CONSIGNE 1:
Modifiez le texte sur la campagne de la Sûreté du Québec : reprenez le passage qui commence par "Piétons : Traverser à" et se poursuit jusqu'à "fait de scandaleux.", en remplaçant "casque" par "dossard".

TEXTE RETENU:
----------------
La semaine dernière, la Sûreté du Québec a fait quelque chose d’absolument scandaleux et ce n’est heureusement pas passé sous le radar : la police provinciale a rappelé aux piétons et aux cyclistes d’adopter des comportements sécuritaires… Quel culot !

Vélo Québec est monté au créneau plus vite qu’un Lance Armstrong dopé à l’EPO larguant le peloton au mont Ventoux⁠1 : « On n’en revient pas. C’est vraiment choquant. C’est comme si on baissait les bras et qu’on se disait qu’au fond, les automobilistes, on n’arrivera pas à les changer », a déclaré Magali Bebronne, directrice des programmes.

Chez Piétons Québec, même indignation : « Le message qui ressort de cette campagne, c’est que c’est uniquement aux cyclistes et aux piétons que revient le fardeau d’assurer leur propre sécurité », s’est insurgée la DG, Sandrine Cabana-Degani.

Dans le communiqué de la SQ⁠2, on pouvait lire des rappels et conseils aux cyclistes et aux piétons…

Piétons : Traverser à l’intersection, respecter les feux pour piétons, vérifier la circulation avant de traverser, établir un contact visuel avec les conducteurs, « sinon présumer qu’ils ne les ont pas vus », être vigilant en présence de véhicules lourds…

Cyclistes : Être prévisibles et signaler leurs intentions, être visibles, porter un casque, respecter la signalisation et les priorités de passage…

Je souligne ici que mes premier et quatrième paragraphes étaient sarcastiques et que je considère que la Sûreté du Québec n’a rien fait de scandaleux.
----------------
CONSIGNE 2:
Repérez dans la liste chaque ligne contenant la chaîne "hood" et recopiez-la telle quelle, en tenant compte de la casse.
----------------
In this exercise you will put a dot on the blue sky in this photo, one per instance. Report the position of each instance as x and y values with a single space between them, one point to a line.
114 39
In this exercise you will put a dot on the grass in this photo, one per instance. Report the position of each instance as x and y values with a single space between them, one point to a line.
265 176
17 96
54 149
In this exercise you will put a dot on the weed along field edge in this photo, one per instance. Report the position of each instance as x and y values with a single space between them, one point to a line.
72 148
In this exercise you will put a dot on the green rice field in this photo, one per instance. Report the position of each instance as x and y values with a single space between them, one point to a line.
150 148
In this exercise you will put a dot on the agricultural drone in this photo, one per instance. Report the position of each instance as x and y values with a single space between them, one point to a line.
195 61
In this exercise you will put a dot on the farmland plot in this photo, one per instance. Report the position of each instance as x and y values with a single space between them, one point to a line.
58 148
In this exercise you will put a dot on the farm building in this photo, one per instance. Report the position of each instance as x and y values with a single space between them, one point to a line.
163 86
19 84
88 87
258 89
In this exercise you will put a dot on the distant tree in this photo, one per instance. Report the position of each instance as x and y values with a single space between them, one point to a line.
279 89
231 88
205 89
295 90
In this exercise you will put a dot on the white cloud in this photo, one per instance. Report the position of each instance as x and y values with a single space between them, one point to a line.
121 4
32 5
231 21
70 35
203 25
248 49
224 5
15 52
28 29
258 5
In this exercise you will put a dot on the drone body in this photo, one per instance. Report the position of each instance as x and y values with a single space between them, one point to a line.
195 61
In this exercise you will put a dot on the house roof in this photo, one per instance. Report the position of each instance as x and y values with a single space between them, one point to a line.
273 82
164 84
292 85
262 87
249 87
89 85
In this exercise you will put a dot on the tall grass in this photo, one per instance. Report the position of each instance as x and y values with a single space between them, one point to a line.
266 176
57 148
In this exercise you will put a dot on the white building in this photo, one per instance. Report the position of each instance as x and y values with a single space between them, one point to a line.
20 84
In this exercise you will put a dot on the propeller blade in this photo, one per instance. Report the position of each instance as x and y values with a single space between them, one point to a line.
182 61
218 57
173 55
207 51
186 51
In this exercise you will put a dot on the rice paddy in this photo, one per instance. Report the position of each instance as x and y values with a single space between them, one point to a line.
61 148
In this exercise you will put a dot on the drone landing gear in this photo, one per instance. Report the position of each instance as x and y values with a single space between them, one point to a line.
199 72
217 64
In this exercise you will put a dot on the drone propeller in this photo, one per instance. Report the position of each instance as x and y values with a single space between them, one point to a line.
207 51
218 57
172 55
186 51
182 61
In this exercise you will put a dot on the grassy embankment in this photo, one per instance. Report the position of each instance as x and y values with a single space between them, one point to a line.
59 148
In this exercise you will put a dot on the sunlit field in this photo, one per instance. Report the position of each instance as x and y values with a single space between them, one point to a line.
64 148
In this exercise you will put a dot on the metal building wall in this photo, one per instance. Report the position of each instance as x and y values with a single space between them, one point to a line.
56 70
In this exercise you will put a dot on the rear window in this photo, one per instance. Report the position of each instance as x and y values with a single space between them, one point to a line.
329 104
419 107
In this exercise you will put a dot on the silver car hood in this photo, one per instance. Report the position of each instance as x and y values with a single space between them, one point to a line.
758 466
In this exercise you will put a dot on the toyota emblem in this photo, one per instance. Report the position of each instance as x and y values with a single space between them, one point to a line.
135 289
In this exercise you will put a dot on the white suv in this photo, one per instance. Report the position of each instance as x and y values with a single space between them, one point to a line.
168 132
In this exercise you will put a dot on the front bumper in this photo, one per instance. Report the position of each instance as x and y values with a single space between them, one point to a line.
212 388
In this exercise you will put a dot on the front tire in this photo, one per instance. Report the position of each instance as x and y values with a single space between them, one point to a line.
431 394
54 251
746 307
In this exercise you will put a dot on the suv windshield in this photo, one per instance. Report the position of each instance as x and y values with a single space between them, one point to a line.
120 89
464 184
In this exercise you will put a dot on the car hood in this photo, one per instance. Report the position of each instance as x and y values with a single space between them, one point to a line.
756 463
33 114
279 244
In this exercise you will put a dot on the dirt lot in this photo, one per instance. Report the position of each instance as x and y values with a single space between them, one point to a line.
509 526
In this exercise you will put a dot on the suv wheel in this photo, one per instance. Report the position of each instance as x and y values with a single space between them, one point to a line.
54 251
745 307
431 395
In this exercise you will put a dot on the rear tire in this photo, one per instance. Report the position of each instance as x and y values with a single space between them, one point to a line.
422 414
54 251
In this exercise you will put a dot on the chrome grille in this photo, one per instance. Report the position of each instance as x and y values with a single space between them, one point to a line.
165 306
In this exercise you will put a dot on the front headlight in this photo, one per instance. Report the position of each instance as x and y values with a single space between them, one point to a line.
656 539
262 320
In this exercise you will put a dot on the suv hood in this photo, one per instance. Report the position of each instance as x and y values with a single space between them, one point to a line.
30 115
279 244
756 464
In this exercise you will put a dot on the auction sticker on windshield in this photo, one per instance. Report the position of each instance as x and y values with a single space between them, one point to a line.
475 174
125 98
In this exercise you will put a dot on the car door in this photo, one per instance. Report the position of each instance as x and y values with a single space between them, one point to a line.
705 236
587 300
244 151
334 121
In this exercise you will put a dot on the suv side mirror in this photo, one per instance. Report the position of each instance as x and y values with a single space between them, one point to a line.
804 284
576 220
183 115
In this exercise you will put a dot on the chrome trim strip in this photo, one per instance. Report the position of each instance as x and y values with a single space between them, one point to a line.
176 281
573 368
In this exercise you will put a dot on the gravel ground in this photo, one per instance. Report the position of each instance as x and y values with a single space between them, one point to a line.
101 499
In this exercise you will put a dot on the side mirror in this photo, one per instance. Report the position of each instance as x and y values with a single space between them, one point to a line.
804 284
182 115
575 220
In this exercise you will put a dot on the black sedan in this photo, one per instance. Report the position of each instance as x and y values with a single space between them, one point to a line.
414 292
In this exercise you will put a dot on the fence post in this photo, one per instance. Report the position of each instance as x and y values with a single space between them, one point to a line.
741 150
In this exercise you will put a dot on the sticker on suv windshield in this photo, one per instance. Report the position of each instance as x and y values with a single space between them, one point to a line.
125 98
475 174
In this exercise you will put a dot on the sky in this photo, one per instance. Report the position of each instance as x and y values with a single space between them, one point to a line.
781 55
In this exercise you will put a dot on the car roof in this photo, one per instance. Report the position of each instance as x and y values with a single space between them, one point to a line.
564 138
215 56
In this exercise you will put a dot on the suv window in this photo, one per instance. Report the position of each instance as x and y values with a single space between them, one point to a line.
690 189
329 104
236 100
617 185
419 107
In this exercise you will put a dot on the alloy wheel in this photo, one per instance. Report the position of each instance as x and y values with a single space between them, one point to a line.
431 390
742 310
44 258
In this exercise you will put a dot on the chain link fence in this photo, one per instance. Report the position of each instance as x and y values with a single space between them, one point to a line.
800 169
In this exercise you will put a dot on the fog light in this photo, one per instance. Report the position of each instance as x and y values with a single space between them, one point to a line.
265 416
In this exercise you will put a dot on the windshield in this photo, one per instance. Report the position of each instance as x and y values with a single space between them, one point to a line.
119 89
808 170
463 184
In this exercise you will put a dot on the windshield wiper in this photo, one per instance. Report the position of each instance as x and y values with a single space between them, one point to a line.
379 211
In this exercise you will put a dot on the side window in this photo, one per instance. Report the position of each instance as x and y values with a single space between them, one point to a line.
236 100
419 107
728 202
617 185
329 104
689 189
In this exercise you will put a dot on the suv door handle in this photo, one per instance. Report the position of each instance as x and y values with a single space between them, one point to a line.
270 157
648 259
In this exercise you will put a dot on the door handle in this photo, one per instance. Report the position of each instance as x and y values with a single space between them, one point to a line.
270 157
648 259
----------------
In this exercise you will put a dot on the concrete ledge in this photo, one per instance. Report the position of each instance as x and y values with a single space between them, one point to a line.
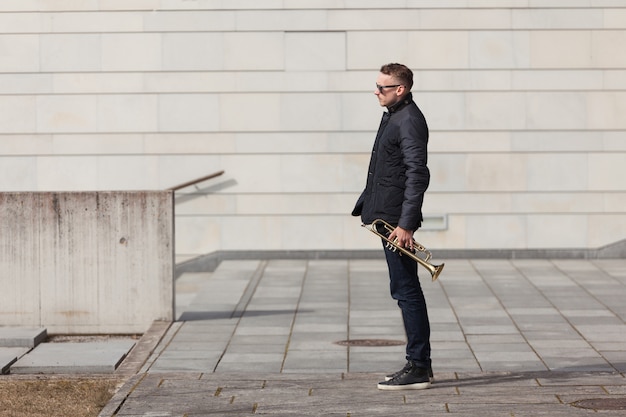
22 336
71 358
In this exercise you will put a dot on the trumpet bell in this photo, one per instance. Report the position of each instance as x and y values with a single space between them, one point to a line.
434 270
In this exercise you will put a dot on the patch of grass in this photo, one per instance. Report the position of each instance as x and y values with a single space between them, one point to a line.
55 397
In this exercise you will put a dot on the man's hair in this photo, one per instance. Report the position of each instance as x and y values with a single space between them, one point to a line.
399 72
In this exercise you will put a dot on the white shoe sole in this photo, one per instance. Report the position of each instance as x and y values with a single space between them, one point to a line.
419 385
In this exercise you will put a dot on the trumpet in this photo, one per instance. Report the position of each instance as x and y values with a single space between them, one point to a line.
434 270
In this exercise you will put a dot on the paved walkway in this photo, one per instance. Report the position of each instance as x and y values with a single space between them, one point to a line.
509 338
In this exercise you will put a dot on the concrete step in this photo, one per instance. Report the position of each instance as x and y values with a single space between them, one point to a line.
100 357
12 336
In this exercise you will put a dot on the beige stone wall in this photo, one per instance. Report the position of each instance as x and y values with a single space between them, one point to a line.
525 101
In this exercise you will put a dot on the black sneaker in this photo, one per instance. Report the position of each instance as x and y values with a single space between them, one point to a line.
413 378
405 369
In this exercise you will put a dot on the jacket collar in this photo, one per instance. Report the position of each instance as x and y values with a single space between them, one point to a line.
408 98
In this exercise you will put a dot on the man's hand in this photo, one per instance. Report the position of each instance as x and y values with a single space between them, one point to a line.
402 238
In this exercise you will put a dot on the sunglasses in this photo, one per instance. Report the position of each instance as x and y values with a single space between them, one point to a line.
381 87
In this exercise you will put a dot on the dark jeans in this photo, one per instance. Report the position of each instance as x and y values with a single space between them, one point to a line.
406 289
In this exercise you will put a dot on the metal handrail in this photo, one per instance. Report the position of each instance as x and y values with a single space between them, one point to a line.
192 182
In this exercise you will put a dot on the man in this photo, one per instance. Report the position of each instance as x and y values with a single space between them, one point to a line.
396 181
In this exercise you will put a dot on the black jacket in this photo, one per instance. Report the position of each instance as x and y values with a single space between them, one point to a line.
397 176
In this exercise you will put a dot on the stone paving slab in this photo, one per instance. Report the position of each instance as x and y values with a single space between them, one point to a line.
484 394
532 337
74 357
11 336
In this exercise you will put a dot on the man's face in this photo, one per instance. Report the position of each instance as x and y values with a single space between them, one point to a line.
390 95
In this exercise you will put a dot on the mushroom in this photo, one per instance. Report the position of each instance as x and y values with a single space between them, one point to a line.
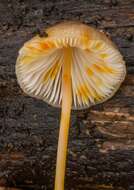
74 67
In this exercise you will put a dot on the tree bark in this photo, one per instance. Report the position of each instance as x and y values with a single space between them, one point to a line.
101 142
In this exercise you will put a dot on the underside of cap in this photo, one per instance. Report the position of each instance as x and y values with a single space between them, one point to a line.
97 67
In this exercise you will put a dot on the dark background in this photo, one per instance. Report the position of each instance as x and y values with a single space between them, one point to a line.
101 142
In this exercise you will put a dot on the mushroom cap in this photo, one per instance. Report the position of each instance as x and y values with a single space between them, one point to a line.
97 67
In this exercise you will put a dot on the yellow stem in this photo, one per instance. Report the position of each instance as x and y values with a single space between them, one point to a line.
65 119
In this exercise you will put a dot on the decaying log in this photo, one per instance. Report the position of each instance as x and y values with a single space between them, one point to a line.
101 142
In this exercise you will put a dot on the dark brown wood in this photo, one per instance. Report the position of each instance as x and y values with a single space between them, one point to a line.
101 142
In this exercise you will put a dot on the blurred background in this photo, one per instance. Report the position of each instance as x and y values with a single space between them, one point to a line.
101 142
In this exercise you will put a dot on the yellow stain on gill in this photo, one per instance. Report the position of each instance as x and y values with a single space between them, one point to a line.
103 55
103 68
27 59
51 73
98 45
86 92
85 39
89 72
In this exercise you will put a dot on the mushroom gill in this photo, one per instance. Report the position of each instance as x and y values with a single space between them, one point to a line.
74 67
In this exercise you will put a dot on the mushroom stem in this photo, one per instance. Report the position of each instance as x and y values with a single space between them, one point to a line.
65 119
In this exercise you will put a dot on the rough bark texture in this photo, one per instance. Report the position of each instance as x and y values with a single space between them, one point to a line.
----------------
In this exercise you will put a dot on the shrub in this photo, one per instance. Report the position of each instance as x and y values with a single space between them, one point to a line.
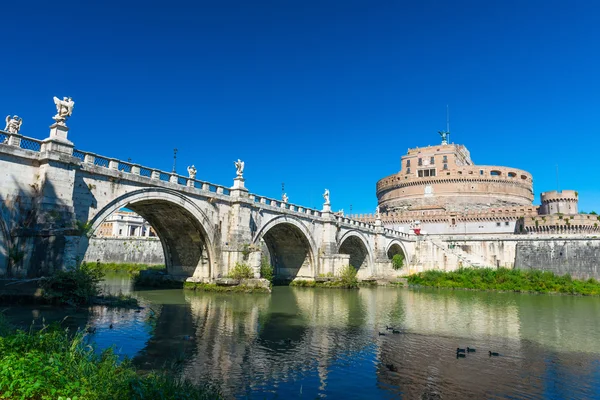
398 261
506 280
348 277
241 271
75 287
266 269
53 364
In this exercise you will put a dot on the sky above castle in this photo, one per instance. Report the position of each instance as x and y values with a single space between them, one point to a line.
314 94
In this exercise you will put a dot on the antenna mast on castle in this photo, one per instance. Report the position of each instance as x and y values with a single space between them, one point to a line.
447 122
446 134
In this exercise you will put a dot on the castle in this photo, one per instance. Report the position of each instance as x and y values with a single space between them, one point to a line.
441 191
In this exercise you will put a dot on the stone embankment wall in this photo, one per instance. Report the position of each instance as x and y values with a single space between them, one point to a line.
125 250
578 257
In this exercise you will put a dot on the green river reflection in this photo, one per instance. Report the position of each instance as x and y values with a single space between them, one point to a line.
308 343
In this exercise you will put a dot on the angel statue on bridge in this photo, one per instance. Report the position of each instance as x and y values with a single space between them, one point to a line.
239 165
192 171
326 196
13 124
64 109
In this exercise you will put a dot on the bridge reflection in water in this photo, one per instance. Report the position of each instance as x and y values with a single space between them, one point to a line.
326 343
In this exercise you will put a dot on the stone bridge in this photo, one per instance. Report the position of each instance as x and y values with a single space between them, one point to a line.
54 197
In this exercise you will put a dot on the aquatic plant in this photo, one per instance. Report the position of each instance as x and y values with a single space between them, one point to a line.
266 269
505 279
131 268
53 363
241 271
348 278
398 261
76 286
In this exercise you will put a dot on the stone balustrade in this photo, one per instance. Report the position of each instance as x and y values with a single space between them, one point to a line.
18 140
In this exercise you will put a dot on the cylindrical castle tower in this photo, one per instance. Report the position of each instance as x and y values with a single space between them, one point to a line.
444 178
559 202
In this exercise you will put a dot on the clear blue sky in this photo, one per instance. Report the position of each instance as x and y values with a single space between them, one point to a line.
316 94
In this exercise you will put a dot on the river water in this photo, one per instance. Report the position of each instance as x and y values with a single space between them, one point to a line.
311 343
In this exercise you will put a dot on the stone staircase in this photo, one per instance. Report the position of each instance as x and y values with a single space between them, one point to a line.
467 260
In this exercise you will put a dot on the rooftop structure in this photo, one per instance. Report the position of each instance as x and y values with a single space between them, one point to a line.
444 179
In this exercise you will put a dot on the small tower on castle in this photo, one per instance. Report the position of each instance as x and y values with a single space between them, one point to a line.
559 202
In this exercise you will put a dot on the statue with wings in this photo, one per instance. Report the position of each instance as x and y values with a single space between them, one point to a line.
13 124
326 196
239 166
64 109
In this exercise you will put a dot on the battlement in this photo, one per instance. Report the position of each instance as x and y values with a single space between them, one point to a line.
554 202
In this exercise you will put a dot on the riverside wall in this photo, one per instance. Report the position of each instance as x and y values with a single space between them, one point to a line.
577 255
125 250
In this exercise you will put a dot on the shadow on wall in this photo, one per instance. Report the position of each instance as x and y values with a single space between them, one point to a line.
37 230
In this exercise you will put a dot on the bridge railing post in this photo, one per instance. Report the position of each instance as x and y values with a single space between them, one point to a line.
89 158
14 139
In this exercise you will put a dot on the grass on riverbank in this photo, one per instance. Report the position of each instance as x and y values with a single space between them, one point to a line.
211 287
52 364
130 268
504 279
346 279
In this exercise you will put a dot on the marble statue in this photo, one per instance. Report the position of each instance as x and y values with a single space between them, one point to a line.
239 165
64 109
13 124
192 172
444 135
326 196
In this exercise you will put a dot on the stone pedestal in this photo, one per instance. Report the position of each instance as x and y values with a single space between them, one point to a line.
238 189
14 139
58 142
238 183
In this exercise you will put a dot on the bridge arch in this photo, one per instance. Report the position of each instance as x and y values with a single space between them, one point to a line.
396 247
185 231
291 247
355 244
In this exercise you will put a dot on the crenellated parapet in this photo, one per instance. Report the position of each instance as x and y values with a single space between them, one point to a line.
----------------
RÉSULTAT 1:
Piétons : Traverser à l’intersection, respecter les feux pour piétons, vérifier la circulation avant de traverser, établir un contact visuel avec les conducteurs, « sinon présumer qu’ils ne les ont pas vus », être vigilant en présence de véhicules lourds…

Cyclistes : Être prévisibles et signaler leurs intentions, être visibles, porter un dossard, respecter la signalisation et les priorités de passage…

Je souligne ici que mes premier et quatrième paragraphes étaient sarcastiques et que je considère que la Sûreté du Québec n’a rien fait de scandaleux.

RÉSULTAT 2:
In this exercise you will put a dot on the silver car hood in this photo, one per instance. Report the position of each instance as x and y values with a single space between them, one point to a line.
In this exercise you will put a dot on the car hood in this photo, one per instance. Report the position of each instance as x and y values with a single space between them, one point to a line.
In this exercise you will put a dot on the suv hood in this photo, one per instance. Report the position of each instance as x and y values with a single space between them, one point to a line.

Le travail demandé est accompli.